**SHORT PROBLEM A**
In the shipwreck article, what was the name of the French vessel that Blackbeard's crew captured in 1717?

**PAGE**

The Lusitania, The Antikythera, and Queen Anne’s Revenge
For the thousands of years humankind has set out upon the sea, it’s been the ultimate fear for mariners — sinking. And in that time, countless ships have gone down, and endless untold lives have been lost.
Yet, as archaeological landmarks, shipwrecks offer a unique opportunity. Unlike land-based sites — often difficult to date and rarely undisturbed — shipwrecks provide a rare glimpse into the exact moment when tragedy struck.
The most famous shipwreck of all-time, the Titanic, is famous not just for the story of its sinking (and the 1997 movie), but also for the discovery of its wreckage over two miles deep in 1985.
But the story of the Titanic is just one among the countless throughout history. Let’s explore a few of the others.
The Queen Anne’s Revenge
Queen Anne’s Revenge was the flagship of Edward Teach, better known as Blackbeard. While Teach’s early life and history remain shrouded in mystery (scholars still debate whether the surname ‘Teach’ was an alias), his flagship’s origin is better known.
In 1717, Blackbeard’s crew captured a 200-ton French vessel named La Concorde in the French West Indies. The pirates quickly sold the ship’s cargo (African slaves), used some of the profit to outfit the vessel for further piracy, and then renamed their new prize Queen Anne’s Revenge.

**SHORT PROBLEM B**
Return every line of the listing below that contains the string "banner".

(Saved data entries)

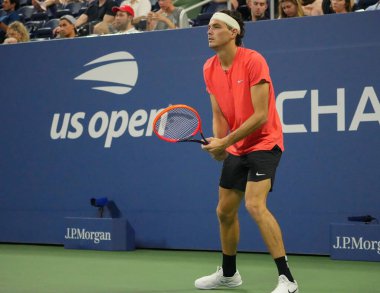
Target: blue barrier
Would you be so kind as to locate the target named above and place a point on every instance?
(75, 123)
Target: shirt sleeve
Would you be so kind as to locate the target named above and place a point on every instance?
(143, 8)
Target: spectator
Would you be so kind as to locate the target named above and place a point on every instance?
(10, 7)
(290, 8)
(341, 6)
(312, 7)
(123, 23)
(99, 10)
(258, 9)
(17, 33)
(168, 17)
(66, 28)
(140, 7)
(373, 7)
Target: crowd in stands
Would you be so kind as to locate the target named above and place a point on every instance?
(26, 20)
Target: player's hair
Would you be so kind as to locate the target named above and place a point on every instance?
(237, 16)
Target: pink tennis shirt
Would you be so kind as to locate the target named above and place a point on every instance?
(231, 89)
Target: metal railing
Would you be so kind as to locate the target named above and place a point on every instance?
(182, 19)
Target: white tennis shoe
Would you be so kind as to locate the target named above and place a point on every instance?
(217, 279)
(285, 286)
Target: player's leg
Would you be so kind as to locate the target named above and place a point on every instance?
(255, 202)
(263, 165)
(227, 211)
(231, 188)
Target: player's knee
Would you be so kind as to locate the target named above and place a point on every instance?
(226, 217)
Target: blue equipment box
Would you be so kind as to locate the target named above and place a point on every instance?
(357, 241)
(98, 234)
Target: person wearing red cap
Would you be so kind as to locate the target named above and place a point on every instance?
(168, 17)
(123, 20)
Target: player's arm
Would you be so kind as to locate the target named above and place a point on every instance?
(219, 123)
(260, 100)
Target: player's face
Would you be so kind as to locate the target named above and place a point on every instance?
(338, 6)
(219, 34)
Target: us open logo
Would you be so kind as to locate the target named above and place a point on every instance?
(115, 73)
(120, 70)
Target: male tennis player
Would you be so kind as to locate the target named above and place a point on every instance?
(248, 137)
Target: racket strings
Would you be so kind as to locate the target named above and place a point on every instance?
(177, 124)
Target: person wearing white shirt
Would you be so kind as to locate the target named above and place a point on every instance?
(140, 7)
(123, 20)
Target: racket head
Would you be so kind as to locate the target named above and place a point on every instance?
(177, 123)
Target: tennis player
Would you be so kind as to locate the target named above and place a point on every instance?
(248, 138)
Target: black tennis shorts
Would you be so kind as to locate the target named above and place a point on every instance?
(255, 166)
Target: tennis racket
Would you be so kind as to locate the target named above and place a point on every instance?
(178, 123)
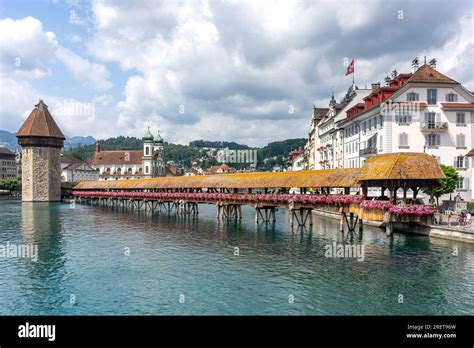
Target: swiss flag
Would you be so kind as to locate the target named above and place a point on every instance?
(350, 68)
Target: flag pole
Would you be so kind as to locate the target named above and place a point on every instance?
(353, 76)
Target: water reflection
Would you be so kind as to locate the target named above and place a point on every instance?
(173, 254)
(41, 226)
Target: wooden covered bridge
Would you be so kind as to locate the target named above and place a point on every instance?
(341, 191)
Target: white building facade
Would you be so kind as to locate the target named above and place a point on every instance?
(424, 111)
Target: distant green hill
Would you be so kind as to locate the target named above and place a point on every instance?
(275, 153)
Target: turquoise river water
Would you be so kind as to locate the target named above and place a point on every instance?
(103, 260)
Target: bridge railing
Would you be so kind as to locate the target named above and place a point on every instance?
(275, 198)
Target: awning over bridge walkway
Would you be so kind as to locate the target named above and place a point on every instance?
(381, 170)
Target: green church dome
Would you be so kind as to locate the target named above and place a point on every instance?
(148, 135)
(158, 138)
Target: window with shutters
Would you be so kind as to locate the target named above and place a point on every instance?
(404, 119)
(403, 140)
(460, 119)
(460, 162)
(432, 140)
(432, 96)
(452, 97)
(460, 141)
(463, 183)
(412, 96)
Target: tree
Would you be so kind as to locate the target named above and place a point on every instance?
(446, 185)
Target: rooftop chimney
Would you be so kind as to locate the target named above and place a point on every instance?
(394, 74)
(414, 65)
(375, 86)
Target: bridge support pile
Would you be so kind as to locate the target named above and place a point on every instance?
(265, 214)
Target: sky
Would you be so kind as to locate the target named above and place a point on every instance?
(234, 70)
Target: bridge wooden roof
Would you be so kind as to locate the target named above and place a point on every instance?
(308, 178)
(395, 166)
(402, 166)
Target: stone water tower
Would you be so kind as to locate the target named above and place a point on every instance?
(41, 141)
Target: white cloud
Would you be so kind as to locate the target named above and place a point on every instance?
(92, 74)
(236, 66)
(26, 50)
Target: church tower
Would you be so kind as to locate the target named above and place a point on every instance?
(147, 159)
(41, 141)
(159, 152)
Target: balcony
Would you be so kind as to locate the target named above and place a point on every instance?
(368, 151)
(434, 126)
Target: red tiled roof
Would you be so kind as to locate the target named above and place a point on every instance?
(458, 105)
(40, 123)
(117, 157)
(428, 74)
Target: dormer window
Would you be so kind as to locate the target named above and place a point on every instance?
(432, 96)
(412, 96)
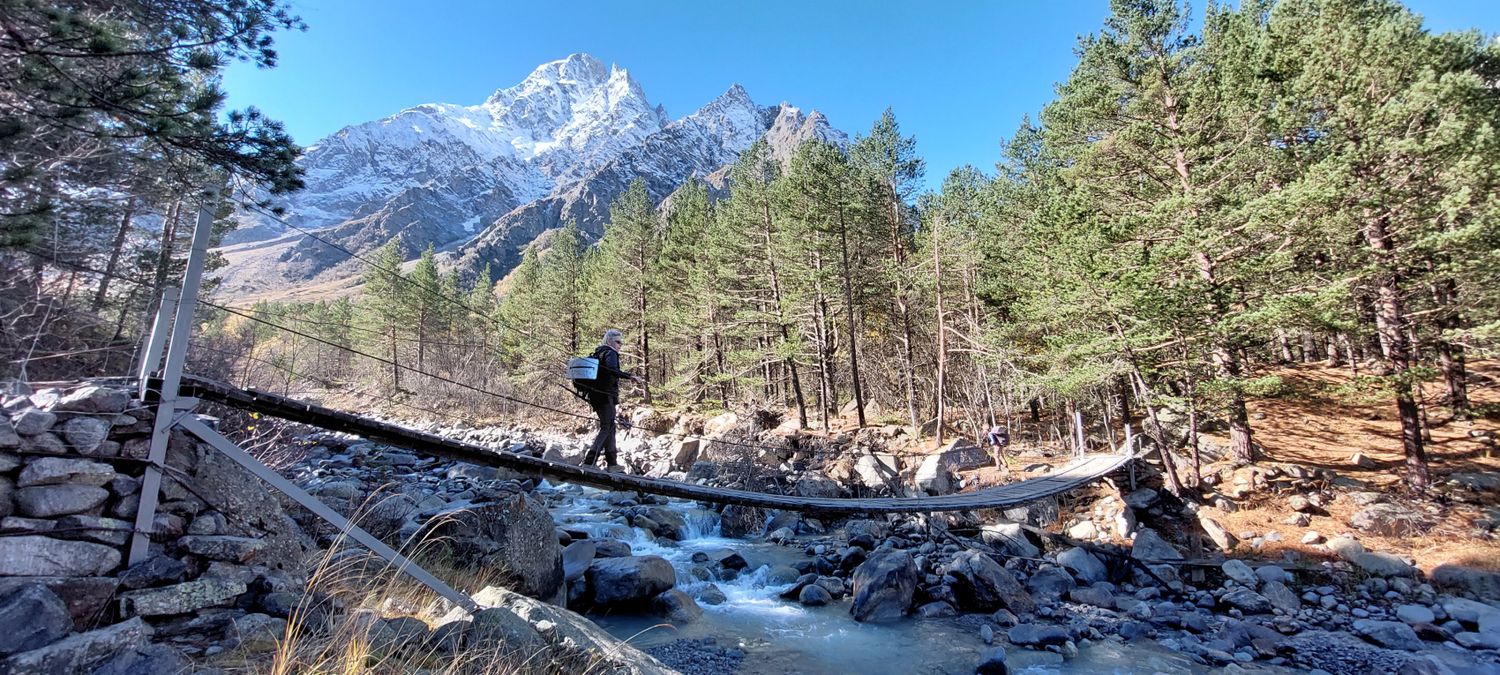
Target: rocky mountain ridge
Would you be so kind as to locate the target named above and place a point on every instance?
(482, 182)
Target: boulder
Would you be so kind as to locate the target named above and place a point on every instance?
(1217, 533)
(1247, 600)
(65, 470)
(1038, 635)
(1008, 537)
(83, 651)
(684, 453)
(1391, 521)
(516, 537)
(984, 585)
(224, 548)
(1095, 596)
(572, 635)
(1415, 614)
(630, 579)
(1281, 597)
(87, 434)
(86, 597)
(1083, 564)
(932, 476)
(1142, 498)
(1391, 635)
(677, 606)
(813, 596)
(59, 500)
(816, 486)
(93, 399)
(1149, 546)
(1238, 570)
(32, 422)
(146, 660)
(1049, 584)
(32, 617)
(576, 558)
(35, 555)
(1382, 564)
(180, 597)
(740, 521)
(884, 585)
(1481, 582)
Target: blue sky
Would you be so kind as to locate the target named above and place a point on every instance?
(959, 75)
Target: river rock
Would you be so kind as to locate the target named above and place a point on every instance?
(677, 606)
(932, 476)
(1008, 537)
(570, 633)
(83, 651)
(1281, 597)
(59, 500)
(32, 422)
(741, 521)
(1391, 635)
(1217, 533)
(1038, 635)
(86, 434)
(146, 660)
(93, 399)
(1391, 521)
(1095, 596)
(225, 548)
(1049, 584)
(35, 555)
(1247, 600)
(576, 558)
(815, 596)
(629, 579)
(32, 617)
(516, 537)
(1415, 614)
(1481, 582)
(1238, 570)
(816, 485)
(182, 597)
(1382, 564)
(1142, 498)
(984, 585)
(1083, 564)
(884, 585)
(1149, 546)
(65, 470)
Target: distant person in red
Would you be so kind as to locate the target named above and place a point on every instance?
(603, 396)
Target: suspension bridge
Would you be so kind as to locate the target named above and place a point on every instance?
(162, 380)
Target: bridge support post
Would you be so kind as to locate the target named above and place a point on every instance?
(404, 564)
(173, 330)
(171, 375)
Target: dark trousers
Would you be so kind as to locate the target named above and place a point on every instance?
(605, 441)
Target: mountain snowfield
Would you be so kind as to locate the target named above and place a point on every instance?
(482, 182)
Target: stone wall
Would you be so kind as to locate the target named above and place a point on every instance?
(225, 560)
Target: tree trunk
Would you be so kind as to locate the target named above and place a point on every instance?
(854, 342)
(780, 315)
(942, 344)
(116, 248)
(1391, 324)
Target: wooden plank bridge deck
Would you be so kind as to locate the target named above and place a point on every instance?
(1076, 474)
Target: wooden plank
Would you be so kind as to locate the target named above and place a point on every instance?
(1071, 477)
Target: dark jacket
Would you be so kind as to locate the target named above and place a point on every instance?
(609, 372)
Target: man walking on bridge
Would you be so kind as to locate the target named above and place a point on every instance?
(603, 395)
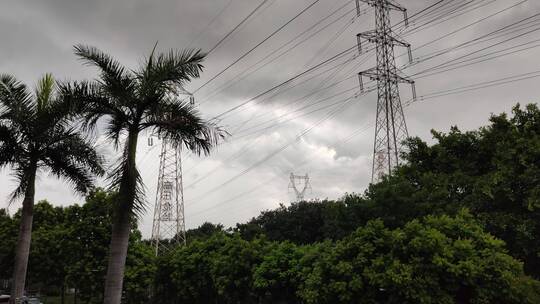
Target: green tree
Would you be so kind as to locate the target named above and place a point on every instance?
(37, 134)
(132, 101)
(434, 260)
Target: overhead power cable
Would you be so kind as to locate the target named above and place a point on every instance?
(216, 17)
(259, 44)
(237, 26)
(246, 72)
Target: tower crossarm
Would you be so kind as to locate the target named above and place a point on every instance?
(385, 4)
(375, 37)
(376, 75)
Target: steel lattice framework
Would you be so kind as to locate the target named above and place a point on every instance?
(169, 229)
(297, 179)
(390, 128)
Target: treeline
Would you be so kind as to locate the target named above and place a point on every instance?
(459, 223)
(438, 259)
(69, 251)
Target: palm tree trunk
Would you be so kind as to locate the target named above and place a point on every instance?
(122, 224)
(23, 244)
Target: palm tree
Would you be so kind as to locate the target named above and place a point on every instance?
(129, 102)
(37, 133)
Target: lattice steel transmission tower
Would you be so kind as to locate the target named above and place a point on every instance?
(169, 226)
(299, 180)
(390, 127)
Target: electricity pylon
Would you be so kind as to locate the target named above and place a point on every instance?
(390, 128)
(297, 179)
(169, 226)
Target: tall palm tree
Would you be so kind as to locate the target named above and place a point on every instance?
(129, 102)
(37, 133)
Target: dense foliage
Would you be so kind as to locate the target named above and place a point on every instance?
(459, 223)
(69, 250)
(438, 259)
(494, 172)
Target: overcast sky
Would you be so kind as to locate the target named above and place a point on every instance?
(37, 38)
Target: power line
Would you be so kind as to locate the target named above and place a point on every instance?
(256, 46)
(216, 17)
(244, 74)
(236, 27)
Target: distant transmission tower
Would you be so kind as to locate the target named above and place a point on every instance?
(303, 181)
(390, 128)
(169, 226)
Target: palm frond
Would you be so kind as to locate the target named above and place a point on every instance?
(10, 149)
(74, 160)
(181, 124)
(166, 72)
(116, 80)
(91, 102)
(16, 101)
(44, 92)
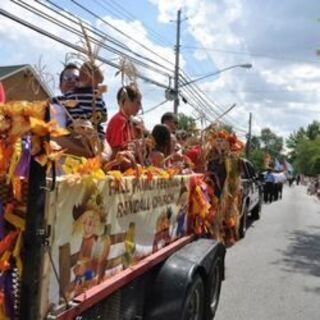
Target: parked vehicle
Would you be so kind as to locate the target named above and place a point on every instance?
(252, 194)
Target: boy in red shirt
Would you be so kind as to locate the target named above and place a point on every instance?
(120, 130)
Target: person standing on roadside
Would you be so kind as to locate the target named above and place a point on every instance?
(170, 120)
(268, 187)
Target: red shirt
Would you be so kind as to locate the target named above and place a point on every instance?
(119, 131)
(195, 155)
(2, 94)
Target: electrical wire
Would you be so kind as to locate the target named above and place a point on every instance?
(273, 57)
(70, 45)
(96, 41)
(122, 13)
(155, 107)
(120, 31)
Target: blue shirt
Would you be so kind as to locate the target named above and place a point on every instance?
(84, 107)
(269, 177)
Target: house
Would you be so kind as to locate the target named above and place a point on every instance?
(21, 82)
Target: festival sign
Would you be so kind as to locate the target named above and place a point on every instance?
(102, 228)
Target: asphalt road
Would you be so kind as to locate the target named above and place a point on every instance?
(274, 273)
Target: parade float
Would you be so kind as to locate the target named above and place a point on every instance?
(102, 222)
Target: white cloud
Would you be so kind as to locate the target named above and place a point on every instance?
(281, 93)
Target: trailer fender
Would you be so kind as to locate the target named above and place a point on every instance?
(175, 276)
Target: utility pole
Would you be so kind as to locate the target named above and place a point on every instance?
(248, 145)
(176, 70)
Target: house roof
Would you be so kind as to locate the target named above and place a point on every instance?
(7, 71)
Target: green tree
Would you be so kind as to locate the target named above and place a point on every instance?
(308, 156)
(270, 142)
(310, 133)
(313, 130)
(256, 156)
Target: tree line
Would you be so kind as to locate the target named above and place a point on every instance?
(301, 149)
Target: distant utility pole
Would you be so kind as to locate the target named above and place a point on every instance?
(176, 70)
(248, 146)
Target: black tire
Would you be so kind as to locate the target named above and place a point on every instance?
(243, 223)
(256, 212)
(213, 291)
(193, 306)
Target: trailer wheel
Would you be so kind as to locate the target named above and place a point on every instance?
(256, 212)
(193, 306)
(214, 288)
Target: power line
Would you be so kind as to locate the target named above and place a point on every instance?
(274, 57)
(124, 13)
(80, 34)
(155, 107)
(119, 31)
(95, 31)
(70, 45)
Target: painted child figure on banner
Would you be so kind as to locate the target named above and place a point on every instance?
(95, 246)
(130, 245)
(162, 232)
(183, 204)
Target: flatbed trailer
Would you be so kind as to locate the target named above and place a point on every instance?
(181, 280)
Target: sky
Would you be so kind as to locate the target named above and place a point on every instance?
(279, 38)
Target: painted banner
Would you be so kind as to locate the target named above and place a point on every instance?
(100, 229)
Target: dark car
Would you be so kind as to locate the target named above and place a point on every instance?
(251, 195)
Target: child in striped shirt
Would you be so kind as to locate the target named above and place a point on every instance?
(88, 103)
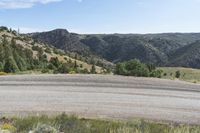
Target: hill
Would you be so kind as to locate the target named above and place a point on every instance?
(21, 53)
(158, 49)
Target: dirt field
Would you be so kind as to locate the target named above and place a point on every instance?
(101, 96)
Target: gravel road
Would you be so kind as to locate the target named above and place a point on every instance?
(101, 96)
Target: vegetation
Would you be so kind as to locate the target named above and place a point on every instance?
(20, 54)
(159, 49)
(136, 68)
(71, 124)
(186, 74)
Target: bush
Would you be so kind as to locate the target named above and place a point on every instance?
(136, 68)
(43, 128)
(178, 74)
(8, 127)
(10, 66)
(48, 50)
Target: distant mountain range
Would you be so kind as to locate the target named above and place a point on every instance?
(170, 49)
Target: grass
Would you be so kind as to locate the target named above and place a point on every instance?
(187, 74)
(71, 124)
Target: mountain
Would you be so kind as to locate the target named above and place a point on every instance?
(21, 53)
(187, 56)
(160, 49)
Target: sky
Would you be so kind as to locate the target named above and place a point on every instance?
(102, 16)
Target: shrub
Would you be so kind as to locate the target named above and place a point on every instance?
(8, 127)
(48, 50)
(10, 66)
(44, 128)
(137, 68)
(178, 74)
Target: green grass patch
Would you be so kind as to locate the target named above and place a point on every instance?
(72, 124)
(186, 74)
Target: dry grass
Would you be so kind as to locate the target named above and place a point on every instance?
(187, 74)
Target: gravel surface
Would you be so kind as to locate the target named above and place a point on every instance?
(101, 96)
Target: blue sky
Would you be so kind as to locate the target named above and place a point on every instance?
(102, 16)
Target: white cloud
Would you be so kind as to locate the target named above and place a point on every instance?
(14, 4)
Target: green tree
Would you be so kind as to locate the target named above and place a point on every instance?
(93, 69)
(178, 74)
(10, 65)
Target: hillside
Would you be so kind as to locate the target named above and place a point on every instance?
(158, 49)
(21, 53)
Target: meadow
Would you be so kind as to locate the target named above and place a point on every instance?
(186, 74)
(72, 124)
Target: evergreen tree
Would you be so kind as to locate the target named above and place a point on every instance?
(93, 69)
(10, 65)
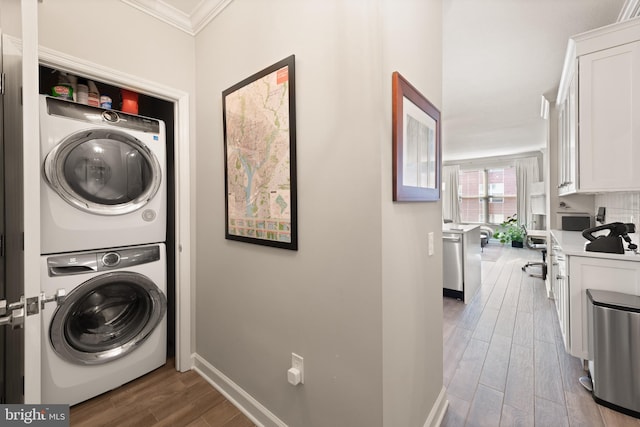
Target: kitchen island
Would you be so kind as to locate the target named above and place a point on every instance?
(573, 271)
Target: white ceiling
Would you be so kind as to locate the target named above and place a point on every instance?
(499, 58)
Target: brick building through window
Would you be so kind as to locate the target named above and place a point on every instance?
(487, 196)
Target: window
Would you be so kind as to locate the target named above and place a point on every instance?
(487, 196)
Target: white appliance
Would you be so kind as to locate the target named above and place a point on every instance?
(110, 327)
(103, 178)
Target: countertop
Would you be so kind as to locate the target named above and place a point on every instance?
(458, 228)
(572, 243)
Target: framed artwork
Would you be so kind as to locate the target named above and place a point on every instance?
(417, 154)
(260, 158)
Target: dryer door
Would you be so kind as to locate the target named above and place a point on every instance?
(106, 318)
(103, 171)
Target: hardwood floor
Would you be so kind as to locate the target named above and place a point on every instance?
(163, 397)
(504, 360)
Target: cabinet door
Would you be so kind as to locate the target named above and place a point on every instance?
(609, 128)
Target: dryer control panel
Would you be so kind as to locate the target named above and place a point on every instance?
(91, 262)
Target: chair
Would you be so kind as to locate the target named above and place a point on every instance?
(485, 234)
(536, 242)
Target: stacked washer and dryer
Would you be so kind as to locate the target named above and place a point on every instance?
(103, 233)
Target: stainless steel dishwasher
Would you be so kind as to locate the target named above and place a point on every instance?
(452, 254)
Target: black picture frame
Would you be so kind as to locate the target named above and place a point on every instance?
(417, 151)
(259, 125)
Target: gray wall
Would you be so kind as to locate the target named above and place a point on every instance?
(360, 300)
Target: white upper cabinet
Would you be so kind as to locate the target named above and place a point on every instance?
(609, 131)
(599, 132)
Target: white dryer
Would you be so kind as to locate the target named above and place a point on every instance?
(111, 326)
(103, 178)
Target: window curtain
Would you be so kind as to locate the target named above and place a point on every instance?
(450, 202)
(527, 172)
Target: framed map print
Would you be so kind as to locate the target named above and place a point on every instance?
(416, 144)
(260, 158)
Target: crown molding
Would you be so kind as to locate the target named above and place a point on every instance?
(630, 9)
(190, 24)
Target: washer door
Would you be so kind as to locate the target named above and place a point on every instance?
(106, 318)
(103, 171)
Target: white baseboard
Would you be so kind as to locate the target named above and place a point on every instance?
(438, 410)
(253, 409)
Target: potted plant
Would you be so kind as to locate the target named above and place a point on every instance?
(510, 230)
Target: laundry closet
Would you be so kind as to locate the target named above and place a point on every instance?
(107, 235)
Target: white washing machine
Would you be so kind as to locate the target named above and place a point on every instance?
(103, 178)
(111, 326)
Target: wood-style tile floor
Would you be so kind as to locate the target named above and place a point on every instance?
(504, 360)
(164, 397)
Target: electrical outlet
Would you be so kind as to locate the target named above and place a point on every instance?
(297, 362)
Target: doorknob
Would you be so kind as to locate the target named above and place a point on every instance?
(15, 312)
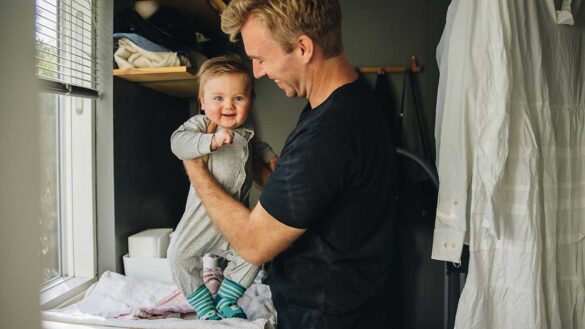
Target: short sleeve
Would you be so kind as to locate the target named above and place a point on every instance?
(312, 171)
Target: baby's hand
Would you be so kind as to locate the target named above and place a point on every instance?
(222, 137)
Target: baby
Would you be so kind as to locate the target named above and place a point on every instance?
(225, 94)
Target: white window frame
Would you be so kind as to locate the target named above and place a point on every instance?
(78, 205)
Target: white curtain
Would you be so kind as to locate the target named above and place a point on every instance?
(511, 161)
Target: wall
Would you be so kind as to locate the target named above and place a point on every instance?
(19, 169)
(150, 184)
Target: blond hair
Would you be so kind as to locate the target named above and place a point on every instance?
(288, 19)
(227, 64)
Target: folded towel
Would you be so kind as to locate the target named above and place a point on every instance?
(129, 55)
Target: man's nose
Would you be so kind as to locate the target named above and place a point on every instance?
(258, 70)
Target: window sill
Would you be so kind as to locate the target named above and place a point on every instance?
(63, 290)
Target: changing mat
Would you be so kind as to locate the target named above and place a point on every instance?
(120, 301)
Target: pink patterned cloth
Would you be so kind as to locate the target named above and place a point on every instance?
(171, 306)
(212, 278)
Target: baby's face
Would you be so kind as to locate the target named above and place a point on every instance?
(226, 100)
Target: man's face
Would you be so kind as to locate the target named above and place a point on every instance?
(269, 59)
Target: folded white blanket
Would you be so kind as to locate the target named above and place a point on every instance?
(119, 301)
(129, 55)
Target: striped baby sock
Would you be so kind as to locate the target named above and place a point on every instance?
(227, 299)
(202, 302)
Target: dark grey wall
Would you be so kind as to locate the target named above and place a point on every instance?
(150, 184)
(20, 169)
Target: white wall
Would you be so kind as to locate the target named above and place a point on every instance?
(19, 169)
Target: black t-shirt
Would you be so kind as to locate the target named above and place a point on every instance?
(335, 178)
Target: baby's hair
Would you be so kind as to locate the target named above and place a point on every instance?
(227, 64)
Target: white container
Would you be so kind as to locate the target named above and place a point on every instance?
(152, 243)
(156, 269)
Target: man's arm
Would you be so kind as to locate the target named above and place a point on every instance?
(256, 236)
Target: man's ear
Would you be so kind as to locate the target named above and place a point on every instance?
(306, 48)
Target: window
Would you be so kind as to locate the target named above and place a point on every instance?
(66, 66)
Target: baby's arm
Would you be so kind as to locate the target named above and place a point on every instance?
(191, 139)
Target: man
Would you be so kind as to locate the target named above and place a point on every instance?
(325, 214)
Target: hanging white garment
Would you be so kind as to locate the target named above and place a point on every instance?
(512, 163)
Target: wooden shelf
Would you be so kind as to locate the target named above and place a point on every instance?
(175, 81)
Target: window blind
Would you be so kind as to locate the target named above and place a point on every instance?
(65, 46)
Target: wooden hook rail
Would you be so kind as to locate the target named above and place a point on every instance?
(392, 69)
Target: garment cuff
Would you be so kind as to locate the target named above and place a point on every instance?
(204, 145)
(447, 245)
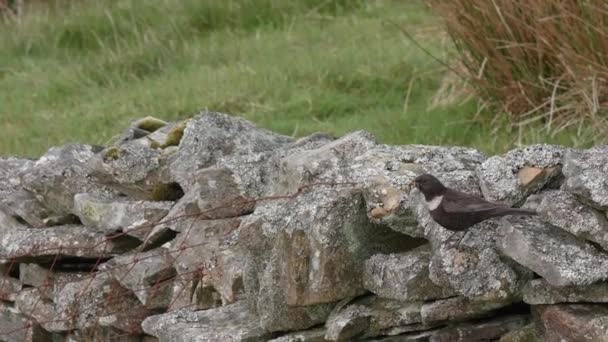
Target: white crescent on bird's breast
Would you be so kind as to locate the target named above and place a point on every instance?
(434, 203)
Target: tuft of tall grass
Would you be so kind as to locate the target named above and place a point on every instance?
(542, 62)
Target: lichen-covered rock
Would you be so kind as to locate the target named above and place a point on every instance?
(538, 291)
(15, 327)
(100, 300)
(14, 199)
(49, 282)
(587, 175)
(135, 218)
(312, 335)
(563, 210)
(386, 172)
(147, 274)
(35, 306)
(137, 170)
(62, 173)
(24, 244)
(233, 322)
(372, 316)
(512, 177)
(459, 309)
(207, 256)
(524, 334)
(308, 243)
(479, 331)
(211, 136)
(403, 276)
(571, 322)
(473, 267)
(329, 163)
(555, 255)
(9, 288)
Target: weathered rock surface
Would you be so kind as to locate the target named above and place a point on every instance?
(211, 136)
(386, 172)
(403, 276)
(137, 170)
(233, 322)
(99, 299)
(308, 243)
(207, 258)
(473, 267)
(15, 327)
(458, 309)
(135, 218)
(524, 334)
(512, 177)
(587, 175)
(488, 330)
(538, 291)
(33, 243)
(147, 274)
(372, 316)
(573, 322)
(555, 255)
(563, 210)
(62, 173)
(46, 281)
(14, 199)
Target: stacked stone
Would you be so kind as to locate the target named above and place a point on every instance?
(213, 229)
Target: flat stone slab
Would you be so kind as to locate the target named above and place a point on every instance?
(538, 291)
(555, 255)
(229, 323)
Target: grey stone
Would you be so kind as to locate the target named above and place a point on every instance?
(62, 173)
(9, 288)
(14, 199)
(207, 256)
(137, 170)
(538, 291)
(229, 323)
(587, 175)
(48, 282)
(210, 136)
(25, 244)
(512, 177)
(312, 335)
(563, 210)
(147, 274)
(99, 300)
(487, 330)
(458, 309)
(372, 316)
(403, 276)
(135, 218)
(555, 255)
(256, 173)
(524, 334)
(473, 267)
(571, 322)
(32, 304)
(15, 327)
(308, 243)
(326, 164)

**RIGHT ANSWER A**
La Concorde

**RIGHT ANSWER B**
Target: painted child figure on banner
Target: painted banner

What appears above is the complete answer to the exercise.